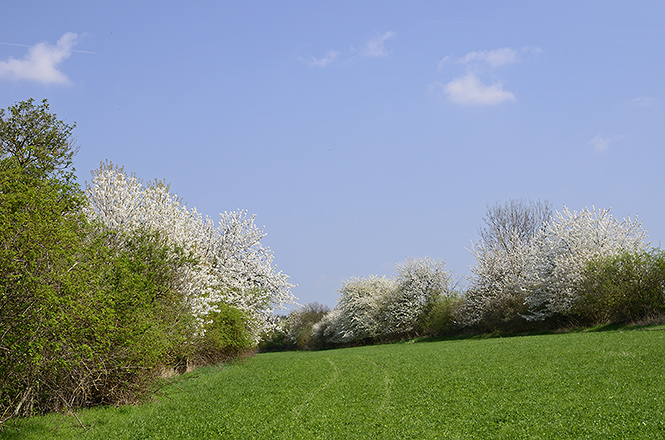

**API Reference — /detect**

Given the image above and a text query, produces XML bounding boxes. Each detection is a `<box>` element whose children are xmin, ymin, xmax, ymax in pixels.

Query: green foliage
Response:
<box><xmin>197</xmin><ymin>302</ymin><xmax>254</xmax><ymax>364</ymax></box>
<box><xmin>6</xmin><ymin>326</ymin><xmax>665</xmax><ymax>440</ymax></box>
<box><xmin>420</xmin><ymin>293</ymin><xmax>462</xmax><ymax>336</ymax></box>
<box><xmin>0</xmin><ymin>99</ymin><xmax>76</xmax><ymax>183</ymax></box>
<box><xmin>575</xmin><ymin>249</ymin><xmax>665</xmax><ymax>324</ymax></box>
<box><xmin>0</xmin><ymin>100</ymin><xmax>200</xmax><ymax>426</ymax></box>
<box><xmin>285</xmin><ymin>302</ymin><xmax>330</xmax><ymax>349</ymax></box>
<box><xmin>0</xmin><ymin>120</ymin><xmax>85</xmax><ymax>424</ymax></box>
+-------+
List every line above that contains the string "xmax", copying each such line in full. Case counts when matching.

Given the image above and a text query, produces XML bounding boxes. Each detection is a `<box>` element whose children are xmin, ymin, xmax, ymax in pixels.
<box><xmin>197</xmin><ymin>302</ymin><xmax>254</xmax><ymax>364</ymax></box>
<box><xmin>6</xmin><ymin>326</ymin><xmax>665</xmax><ymax>440</ymax></box>
<box><xmin>420</xmin><ymin>293</ymin><xmax>462</xmax><ymax>336</ymax></box>
<box><xmin>0</xmin><ymin>99</ymin><xmax>76</xmax><ymax>183</ymax></box>
<box><xmin>575</xmin><ymin>249</ymin><xmax>665</xmax><ymax>324</ymax></box>
<box><xmin>0</xmin><ymin>100</ymin><xmax>200</xmax><ymax>426</ymax></box>
<box><xmin>285</xmin><ymin>302</ymin><xmax>330</xmax><ymax>349</ymax></box>
<box><xmin>0</xmin><ymin>120</ymin><xmax>85</xmax><ymax>424</ymax></box>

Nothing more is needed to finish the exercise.